> [Selected passage]
Setting a price on carbon for implementing a carbon tax or a cap and trade system for controlling carbon dioxide emissions

Canada has instituted a price on carbon of $10 Canadian dollars per tonne of carbon dioxide, which would rise by $10 per year to reach a set price of $50 by 2022. In doing so, Canada has set a price on carbon, the necessary first step to implementing a carbon tax or a cap and trade emissions trading system for controlling the amount of carbon dioxide emitted at the national level.

 

But, what effect would a price on carbon have on the implementation of a carbon tax or institution of a cap and trade system? More importantly, how should a price be placed on carbon? Should it be done on a one-off basis or as part of a gradual and incremental process?

 

By setting an initial low price on carbon and progressively increasing it to a higher level, Canada is adopting a gradual approach to introducing a carbon price on its industries, power generation sector, and the general public – as the effect of a carbon price inevitably feed into daily business practices and are passed on, partially, to the population. Using a gradual approach enables Canadian industries to adjust to a new institutional measure of pricing carbon into their cost equation and gradually adopting best administrative and hardware changes to reduce carbon emissions, which reduces potential disruptions that a carbon price would bring to industries that historically have high carbon dioxide emissions levels such as the power industry and heavy manufacturing.

 

To implement either a carbon tax or a cap and trade emissions trading system, setting a price on carbon is the necessary first step because without a price, there is no economic incentive for industries to reduce carbon emissions. In terms of carbon tax, a price on carbon represents a guideline for how carbon emissions should be fairly priced before a detailed implementation and regulatory framework of a carbon tax system are put in place, where some industries may enjoy credits for a period of time compared to others, given the lack of methods for accounting and controlling carbon dioxide emissions from some industries. Examples could be the aviation and shipping industries, where engine hardware and fuel requirements, the distributed nature of their emissions, and tight regulatory requirement for type of fuel use (i.e., aviation industry) presents significant challenges to the implementation of a fair carbon tax.

> [Exercise description]
Copy the passage of the carbon pricing text from "Canada has instituted" up to and including "the national level.". The records aren't needed for anything here.

> [Record extracts]

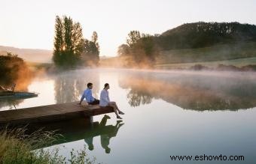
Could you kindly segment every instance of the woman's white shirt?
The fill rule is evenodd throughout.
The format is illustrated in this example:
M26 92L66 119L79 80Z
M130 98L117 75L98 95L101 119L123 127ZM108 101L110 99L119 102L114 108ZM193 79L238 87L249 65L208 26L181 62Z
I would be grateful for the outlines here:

> [Result of this exercise]
Canada has instituted a price on carbon of $10 Canadian dollars per tonne of carbon dioxide, which would rise by $10 per year to reach a set price of $50 by 2022. In doing so, Canada has set a price on carbon, the necessary first step to implementing a carbon tax or a cap and trade emissions trading system for controlling the amount of carbon dioxide emitted at the national level.